* [What you have to do] Please rewrite the records below from the line holding "detect tree branch." through the end of the records, both ends included, swapping "orange striped sleeve" for "red striped sleeve" and leaving everything else unchanged.
^^^^^^^^^^^^^^^^
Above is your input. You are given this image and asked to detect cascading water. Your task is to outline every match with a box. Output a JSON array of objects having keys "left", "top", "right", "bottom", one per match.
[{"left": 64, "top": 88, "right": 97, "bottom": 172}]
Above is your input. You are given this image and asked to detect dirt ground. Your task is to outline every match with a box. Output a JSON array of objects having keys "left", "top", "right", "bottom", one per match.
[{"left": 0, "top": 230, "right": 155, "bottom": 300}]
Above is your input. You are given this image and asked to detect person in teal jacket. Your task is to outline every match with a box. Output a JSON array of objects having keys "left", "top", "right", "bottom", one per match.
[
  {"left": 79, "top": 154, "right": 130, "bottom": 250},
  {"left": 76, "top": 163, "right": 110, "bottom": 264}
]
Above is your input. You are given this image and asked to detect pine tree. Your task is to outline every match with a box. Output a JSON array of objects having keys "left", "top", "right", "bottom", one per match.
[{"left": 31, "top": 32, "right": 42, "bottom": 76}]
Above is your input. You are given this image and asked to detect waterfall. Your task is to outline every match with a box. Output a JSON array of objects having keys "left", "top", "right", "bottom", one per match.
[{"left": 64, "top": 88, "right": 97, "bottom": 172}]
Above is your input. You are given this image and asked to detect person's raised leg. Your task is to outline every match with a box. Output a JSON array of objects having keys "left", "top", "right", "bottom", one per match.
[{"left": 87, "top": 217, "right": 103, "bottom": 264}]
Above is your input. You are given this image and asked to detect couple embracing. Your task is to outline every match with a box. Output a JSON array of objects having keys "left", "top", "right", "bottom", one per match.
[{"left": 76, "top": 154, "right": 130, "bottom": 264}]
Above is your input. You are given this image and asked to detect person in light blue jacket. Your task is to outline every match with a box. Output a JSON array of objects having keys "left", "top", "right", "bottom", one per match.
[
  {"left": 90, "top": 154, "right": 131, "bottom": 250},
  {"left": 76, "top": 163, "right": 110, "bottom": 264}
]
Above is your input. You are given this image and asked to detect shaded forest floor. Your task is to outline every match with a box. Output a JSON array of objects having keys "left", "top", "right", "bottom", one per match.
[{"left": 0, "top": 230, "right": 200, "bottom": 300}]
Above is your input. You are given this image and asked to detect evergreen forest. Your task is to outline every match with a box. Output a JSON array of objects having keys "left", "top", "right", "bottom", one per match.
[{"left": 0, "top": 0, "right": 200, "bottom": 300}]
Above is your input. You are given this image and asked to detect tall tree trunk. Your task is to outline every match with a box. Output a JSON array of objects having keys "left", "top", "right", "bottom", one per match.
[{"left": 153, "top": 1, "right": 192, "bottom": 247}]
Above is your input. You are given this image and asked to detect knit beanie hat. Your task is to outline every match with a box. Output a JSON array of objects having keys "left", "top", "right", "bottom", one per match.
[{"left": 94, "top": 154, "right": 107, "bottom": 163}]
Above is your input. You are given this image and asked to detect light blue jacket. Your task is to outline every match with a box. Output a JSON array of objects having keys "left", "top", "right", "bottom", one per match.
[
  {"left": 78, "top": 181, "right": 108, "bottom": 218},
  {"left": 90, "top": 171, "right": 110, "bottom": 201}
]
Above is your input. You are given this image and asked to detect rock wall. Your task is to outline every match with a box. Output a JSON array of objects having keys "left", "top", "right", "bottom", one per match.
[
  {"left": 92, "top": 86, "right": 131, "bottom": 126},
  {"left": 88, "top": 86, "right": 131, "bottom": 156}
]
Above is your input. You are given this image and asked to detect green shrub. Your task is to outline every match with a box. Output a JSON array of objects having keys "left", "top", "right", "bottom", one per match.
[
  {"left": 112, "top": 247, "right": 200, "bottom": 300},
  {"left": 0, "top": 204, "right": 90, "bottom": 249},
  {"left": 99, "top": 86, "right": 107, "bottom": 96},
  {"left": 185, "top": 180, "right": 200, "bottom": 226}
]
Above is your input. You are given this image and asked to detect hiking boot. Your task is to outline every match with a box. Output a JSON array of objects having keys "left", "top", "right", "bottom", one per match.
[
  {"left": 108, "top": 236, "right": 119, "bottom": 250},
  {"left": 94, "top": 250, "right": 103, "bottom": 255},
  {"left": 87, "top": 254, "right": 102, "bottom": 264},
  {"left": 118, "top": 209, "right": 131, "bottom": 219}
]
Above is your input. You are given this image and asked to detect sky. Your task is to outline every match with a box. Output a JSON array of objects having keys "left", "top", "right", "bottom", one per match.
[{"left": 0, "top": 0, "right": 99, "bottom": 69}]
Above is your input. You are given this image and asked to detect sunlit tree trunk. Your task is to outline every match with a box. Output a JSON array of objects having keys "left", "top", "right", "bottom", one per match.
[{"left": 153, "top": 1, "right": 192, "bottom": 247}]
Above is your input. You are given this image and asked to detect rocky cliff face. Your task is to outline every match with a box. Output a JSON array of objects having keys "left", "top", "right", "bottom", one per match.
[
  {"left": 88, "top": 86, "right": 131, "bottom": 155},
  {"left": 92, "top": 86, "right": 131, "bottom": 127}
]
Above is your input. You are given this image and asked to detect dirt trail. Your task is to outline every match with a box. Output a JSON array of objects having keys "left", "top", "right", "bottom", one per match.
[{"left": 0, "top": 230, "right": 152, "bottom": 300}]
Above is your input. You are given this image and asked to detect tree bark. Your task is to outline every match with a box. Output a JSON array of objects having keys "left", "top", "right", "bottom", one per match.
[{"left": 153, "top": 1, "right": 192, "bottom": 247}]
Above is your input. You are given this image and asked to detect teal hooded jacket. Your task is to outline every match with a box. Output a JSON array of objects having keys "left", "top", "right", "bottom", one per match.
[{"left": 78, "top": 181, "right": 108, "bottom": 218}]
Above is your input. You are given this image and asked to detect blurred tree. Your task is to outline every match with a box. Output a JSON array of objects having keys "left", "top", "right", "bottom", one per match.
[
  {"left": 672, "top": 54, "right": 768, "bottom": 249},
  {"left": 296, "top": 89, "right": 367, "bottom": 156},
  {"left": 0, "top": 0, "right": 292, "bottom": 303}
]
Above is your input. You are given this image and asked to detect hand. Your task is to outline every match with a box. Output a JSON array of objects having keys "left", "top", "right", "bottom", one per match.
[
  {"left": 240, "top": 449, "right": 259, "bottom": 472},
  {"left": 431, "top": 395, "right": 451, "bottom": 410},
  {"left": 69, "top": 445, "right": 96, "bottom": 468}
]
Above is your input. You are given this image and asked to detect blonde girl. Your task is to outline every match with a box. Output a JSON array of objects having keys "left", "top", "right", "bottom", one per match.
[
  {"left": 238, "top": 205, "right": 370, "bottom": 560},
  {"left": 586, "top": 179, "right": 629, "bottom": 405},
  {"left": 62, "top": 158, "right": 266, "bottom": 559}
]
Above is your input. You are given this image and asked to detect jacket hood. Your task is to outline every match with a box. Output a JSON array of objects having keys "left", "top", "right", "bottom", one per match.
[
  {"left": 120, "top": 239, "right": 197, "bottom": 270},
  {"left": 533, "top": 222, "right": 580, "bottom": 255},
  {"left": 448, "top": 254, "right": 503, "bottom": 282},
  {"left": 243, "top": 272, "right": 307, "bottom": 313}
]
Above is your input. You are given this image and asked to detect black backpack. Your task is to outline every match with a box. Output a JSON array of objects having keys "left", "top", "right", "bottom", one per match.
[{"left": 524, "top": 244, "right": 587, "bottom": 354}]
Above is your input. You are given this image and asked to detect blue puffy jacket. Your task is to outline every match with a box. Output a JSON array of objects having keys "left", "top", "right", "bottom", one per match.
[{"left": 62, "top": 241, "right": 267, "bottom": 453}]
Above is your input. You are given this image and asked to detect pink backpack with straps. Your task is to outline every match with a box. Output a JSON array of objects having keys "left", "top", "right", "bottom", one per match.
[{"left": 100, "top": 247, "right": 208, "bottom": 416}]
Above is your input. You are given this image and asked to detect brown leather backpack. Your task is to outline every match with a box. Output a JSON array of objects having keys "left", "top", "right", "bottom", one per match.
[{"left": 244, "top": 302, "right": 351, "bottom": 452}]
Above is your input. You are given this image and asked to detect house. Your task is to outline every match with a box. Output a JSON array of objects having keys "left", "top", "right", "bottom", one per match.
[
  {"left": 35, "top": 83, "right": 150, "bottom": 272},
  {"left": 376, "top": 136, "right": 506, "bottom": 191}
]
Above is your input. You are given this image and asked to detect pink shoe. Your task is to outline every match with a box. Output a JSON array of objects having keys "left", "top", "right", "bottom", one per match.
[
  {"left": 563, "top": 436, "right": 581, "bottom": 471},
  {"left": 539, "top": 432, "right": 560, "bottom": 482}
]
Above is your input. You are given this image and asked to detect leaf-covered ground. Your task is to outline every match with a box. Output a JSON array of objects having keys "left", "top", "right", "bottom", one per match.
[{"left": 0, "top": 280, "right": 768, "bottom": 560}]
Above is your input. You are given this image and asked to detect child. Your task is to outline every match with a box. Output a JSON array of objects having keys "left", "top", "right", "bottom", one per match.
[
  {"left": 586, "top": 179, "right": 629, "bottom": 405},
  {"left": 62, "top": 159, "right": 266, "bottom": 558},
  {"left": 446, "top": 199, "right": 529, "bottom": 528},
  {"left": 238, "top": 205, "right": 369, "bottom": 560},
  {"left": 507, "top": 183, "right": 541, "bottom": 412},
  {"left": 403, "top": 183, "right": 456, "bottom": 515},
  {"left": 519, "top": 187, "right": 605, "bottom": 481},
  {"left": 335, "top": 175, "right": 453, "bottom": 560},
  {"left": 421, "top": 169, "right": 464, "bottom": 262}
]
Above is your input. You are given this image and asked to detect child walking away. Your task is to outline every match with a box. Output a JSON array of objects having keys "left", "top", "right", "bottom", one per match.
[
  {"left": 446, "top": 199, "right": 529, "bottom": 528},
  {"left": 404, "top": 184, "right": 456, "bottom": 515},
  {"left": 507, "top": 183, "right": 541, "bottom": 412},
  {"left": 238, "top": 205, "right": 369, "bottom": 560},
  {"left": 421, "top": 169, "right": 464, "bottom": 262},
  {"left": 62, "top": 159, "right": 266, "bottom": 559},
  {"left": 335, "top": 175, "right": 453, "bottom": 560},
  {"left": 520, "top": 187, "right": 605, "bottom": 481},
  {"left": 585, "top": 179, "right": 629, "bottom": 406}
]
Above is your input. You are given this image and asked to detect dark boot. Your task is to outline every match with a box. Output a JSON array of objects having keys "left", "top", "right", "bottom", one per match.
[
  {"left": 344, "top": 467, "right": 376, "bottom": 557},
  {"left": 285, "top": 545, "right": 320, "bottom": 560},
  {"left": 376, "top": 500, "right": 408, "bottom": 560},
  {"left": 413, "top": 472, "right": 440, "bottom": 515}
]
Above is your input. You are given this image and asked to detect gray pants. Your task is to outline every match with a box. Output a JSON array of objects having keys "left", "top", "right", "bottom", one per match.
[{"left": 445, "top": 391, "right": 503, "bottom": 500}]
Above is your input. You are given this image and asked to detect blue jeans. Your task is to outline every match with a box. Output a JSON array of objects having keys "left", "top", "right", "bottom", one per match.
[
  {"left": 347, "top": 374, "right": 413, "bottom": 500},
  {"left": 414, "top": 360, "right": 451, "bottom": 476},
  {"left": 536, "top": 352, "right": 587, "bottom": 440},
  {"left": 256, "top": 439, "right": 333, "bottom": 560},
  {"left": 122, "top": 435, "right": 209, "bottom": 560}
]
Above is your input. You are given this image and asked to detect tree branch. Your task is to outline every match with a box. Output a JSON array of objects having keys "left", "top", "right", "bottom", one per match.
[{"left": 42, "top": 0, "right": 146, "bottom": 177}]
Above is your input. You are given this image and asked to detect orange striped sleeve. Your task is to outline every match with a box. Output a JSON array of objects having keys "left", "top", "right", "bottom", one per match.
^^^^^^^^^^^^^^^^
* [Task solution]
Above is your input. You are given this image and asked to detect tree branch. Your task is to outline every match with a box. Output a JSON array of objects having keys "left", "top", "right", "bottom", one per match.
[{"left": 42, "top": 0, "right": 146, "bottom": 177}]
Above is your input. You are given this image and asked to detect red striped sleeve. Your task is to outline every match with a box. Output a JSON array of objects having keys "left", "top", "right", "bottom", one per match.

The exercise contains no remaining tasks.